* SET EXERCISE *
Copy out, unchanged, the lines of the items below that start with the line containing "Kindly give the mask of every instance of the gloved" and run through the line containing "34 120 L 43".

Begin INPUT RECORDS

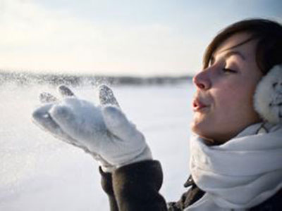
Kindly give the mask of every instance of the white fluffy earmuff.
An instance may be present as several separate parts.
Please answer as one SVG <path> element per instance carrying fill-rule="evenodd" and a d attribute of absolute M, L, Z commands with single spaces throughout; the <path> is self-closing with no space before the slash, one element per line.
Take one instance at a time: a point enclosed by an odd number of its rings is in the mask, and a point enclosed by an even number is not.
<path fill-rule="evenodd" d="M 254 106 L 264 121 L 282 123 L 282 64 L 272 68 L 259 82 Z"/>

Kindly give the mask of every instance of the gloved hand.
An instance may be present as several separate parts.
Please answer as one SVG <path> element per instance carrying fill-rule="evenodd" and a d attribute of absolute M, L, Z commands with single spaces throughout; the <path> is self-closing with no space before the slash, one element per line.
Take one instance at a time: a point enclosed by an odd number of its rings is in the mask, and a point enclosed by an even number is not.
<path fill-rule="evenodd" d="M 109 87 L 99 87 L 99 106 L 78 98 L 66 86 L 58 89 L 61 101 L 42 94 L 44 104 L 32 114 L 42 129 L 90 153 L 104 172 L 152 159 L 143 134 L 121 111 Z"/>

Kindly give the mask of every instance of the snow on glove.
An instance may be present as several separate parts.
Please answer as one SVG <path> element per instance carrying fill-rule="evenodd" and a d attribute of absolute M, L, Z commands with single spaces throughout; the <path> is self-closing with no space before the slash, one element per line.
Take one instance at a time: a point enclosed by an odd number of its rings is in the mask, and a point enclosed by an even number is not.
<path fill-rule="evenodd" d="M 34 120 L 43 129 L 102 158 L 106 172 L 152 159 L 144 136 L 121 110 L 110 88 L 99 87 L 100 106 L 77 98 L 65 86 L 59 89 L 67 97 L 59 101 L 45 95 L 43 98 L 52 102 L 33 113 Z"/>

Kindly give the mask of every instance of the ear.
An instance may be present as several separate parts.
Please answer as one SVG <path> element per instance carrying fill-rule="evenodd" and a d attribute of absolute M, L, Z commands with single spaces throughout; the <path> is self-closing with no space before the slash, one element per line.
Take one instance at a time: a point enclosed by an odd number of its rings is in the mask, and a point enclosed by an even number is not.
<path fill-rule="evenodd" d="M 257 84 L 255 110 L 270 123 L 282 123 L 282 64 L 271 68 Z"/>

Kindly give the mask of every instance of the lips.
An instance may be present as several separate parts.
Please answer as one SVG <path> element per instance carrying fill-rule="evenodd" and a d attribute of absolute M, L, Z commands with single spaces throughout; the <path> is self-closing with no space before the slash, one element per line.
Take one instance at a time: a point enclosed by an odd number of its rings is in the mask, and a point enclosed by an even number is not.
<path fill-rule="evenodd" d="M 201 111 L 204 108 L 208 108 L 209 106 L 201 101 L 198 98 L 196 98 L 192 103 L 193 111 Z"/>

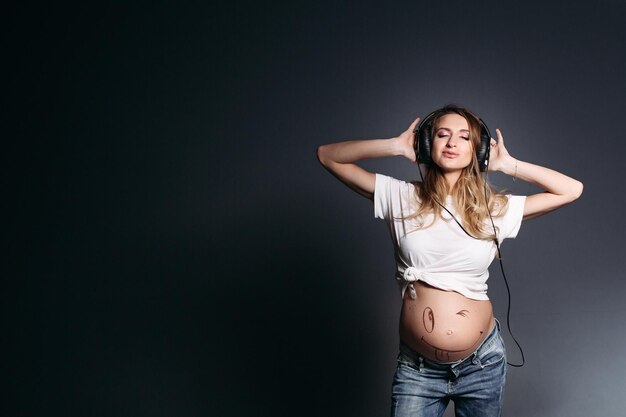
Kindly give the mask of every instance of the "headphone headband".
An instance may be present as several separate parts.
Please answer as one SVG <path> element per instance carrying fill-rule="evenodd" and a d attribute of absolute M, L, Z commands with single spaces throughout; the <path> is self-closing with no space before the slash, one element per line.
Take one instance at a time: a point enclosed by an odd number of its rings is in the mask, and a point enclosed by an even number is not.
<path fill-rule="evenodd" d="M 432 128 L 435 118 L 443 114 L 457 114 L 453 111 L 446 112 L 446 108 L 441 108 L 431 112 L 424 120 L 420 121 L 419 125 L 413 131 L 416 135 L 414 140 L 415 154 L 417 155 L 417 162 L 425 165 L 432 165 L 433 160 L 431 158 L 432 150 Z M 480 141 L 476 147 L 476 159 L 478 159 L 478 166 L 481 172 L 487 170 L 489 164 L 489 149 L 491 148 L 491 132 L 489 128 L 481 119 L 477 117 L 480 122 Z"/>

End INPUT RECORDS
Begin INPUT RECORDS

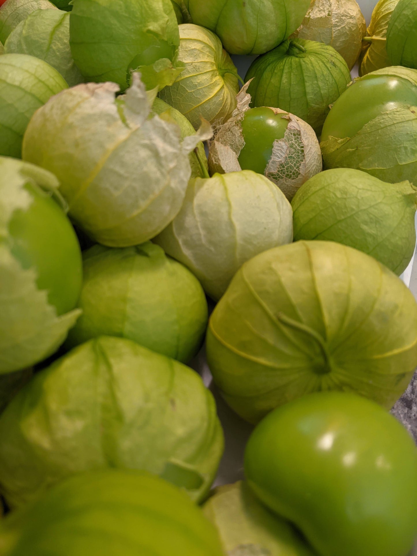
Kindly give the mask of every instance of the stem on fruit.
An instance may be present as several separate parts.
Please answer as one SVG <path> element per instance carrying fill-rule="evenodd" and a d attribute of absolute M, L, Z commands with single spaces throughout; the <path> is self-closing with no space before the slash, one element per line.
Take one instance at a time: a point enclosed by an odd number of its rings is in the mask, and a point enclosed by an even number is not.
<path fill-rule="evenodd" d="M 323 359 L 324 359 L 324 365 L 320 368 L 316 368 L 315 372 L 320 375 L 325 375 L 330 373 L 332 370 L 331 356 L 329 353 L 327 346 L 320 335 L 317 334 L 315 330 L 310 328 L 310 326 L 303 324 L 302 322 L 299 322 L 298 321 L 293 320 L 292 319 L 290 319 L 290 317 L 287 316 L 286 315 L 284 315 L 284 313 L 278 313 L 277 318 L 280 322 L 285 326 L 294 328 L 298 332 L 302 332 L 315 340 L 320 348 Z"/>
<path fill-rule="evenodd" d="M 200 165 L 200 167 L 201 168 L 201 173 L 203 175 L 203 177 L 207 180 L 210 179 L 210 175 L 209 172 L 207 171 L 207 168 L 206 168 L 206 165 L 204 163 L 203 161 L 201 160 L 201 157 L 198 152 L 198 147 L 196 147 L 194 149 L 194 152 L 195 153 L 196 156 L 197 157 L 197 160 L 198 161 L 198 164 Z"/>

End INPUT RECORDS

* FINISHED EXERCISE *
Kindly give the mask of every instance of the gloved hand.
An instance may be present as several separate parts.
Please answer as one SVG <path> element per instance carrying fill-rule="evenodd" and a d attribute of absolute M, L, Z commands with single spaces throughout; the <path> is self-closing with no space before the slash, one element per line.
Take one instance at a time: a point enclosed by an odd number of its rings is in the mask, and a point enclosed by an even number is not.
<path fill-rule="evenodd" d="M 109 87 L 99 87 L 99 106 L 78 98 L 66 86 L 58 89 L 61 101 L 42 94 L 44 104 L 32 114 L 42 129 L 90 153 L 104 172 L 152 159 L 143 134 L 121 111 Z"/>

Kindly give the mask of every instance of the snow on glove.
An instance may be present as several separate parts.
Please answer as one SVG <path> element per instance carrying fill-rule="evenodd" and a d attribute of absolute M, L, Z commands with single spaces throughout; the <path> is self-closing with no space before the slash, one element per line.
Take one instance at a time: a point enclosed by an odd number of its rings is in the mask, and a point enclosed by an even number is not.
<path fill-rule="evenodd" d="M 34 120 L 43 129 L 102 158 L 106 172 L 152 159 L 144 136 L 121 110 L 110 88 L 99 87 L 100 106 L 77 98 L 65 86 L 59 89 L 67 97 L 59 101 L 45 95 L 43 98 L 52 102 L 33 113 Z"/>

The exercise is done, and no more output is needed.